Provided records:
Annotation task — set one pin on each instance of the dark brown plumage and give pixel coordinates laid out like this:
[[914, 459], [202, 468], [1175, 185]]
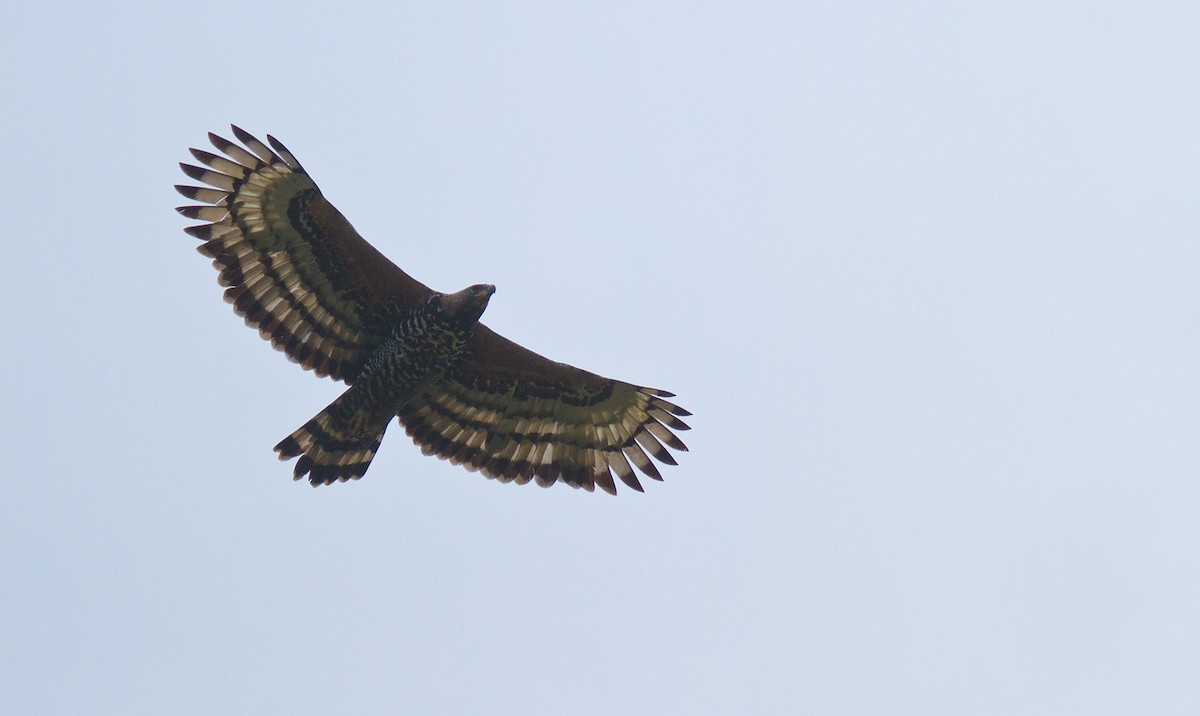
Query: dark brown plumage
[[300, 274]]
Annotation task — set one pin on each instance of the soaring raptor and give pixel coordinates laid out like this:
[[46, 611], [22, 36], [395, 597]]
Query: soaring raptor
[[300, 274]]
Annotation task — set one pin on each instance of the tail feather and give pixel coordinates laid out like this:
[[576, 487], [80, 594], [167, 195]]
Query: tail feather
[[337, 444]]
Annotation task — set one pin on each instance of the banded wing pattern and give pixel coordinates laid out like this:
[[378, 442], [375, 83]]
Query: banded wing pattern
[[294, 268], [517, 416]]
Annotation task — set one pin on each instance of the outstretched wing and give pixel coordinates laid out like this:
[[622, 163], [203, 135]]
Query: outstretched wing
[[517, 416], [297, 270]]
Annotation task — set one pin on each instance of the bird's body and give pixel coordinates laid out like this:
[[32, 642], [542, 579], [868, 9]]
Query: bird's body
[[300, 274]]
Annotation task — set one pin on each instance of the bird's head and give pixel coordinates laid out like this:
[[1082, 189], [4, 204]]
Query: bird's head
[[465, 306]]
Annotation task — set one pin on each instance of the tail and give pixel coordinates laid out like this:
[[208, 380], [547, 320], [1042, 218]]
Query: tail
[[340, 443]]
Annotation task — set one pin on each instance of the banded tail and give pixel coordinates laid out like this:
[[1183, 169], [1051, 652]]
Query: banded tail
[[339, 443]]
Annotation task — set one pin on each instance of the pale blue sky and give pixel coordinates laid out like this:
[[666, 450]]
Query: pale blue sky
[[925, 272]]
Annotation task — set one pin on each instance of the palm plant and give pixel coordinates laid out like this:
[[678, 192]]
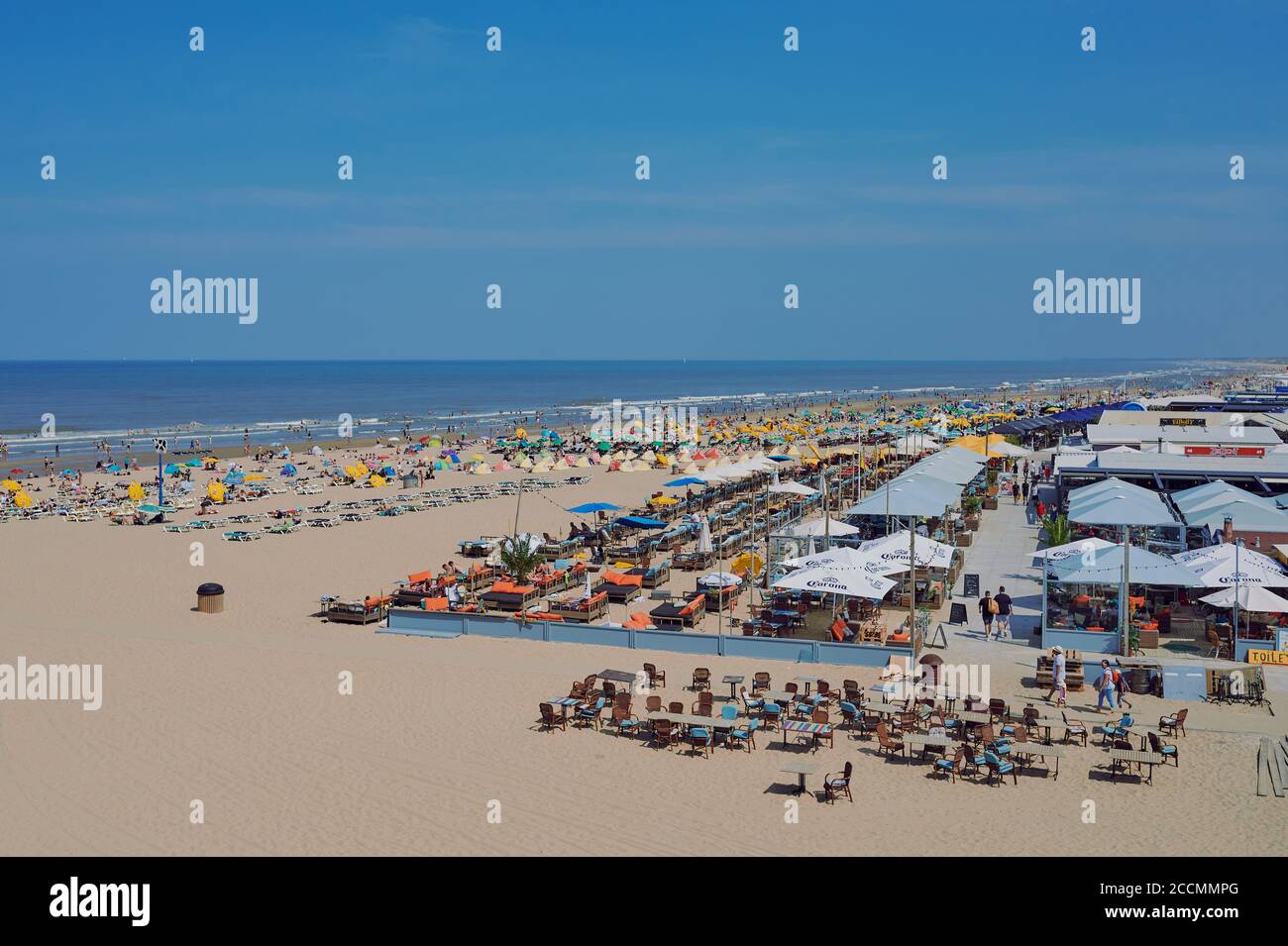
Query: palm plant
[[519, 559], [1057, 530]]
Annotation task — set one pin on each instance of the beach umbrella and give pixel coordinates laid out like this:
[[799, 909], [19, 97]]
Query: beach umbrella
[[1216, 568], [835, 580], [719, 579], [1250, 597], [795, 489], [588, 507], [704, 545], [822, 527]]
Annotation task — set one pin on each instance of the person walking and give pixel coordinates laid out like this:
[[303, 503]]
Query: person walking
[[988, 610], [1106, 687], [1059, 686], [1004, 611]]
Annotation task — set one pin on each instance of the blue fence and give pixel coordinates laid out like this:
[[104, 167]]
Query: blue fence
[[439, 624]]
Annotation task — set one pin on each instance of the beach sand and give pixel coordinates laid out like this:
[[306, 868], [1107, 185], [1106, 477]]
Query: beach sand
[[243, 712]]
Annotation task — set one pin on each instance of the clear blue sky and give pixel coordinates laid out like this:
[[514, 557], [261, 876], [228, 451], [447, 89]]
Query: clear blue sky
[[768, 167]]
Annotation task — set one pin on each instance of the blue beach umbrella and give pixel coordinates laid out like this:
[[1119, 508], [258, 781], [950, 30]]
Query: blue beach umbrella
[[592, 507]]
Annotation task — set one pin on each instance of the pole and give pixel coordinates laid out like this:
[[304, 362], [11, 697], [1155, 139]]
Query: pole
[[1234, 631], [1124, 619]]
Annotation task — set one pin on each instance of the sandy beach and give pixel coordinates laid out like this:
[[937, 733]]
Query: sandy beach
[[438, 749]]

Task prompt:
Quote, without alteration, the lines running from the line containing "of the pale" to the last line of the entries, and include no pictures.

Task result:
Annotation task — set one pin on each instance of the pale blue sky and give pixel coordinates laid out like this:
[[666, 450]]
Query: pale blue sky
[[925, 272]]
Annotation task — set one pin on each instance of the palm plant and give pixel coordinates laid out like this:
[[678, 192]]
Query: palm plant
[[519, 559], [1057, 530]]
Annotation task — set one pin on each instance of the beach umbrella and give pixel coordinates laid out like this:
[[799, 909], [19, 97]]
Query: beach umbrella
[[1216, 568], [835, 580], [719, 579], [1250, 597], [795, 489], [588, 507], [704, 545], [822, 527]]
Annotation task — set one pin on each instance of the person walking and give pixel coordinates laid out like this:
[[303, 503]]
Query: person walking
[[988, 610], [1106, 687], [1059, 686], [1004, 611]]
Annotation task — set one pin on each instance of the blue fence and give pixel coordinates laid out like this:
[[104, 167]]
Query: blue fence
[[439, 624]]
Annotation task — set one pin on each instance of the beach sand and give pixel coordinates laid out like this:
[[306, 868], [1107, 185], [1106, 477]]
Query: beach sand
[[243, 712]]
Annotation task — set one pin on each instance of the clear blue sky and give pixel coordinates laid out like this:
[[514, 557], [261, 876], [228, 451], [447, 89]]
Query: clear blue sky
[[768, 167]]
Annotation task — set one pin on each instance of the blue beach umbrella and give pixel coordinates laid out like this:
[[1119, 508], [258, 781], [950, 30]]
Query: blue beach umbrella
[[592, 507]]
Annotation task — set one pin on each instance of the pole and give pixel coordinates laid out like this:
[[304, 362], [11, 697], [1155, 139]]
Query: pole
[[1234, 631], [1124, 619]]
Annotation task — set one pin on each instance of the sandy beach and give pixel coordinates laid out like this:
[[937, 733]]
Query: sandy beach
[[438, 749]]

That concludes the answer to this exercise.